(SUPPLIED TEXT)

# [C++] Need help with Pointers



## veddotcom (Oct 8, 2010)

CODE 1
void main()
{
      int arr[]={11,12,13,14,15};

      cout<<&&*arr;   //this line gives Expression Syntax Error, WHY???????
}

CODE 2
void main()
{
      int arr[]={11,12,13,14,15};

      cout<<&(&*arr);     //this line gives Lvalue Required Error, WHY???????
}

What i m thinking....may be i m wrong 
FIRST Error
I guess two && operator is not allowed Consecutively becuase this may Conflict with logical operator &&

Second Error
I don't have any clue why i m getting Lvalue Error...How i m suppose to to change the contact value(by putting just braces) stored in "arr".. 


Guide me...Thank You.


----------



## arpanmukherjee1 (Oct 8, 2010)

*Re: Need Help With This C Code...*

first error

second error:
first line of this page


----------



## veddotcom (Oct 10, 2010)

*Re: Need Help With This C Code...*

Second Error:
it says "The & (address) operator yields a pointer to its operand. The operand must be an lvalue, a function designator, or a qualified name. It cannot be a bit field, nor can it have the storage class register"

I didn't understand why the (&*arr) is not Lvalue but &arr OR &(arr) is...

Also if you will put the code &(*&arr) instead of &(&*arr), the program runs well....


----------



## arpanmukherjee1 (Oct 11, 2010)

*Re: Need Help With This C Code...*



veddotcom said:


> Second Error:
> it says "The & (address) operator yields a pointer to its operand. The operand must be an lvalue, a function designator, or a qualified name. It cannot be a bit field, nor can it have the storage class register"

(End SUPPLIED TEXT)

◆ INSTRUCTIONS:
**A)** Answer each question from the forum thread on C++ pointers, one per line:
(i) What error does veddotcom report for the line cout<<&&*arr;?
(ii) What error does veddotcom report for the line cout<<&(&*arr);?
(iii) According to veddotcom, which expression lets the program run well in place of &(&*arr)?
**B)** Carry the forum thread on C++ pointers forward from its final quoted sentence.

(DATA BELOW)

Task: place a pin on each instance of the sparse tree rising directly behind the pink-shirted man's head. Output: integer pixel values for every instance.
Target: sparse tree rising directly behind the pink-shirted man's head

(End DATA BELOW)

◆ RESULTS FOR THE EXERCISE:
**A)**
(i) Expression Syntax Error
(ii) Lvalue Required Error
(iii) &(*&arr)

**B)**
> 
> I didn't understand why the (&*arr) is not Lvalue but &arr OR &(arr) is...
> ...



& = address of operator
* = value of operator

address is absolute and cannot be referenced. address of address [&(&)] is not valid

&(*&arr)= address of ( value of (address of) )
it is same as "&arr"

&(&*arr)= address of ( address of (value of))
incomputable rvalue and hence operator cannot put result to lvalue 

if u still dont get it go through Pointers


----------



## Liverpool_fan (Oct 11, 2010)

*Re: Need Help With This C Code...*

Let's make an analogy.
Suppose A = YOU. 
Now &A = Your Address.
If & mean address of, so whatever is passed to it, it returns it's address. 
Now if you say &(&A), it means return the address of &A. Which practically means:
 Return the Address of the Address of A. Does that make any sense? You can have your home address where you reside, but does your home address have an address where it lives?
I hope I made it clear.


----------



## The Conqueror (Oct 13, 2010)

*Re: Need Help With This C Code...*

Misleading Title. This is NOT a C Code. It is infact a C++ Code .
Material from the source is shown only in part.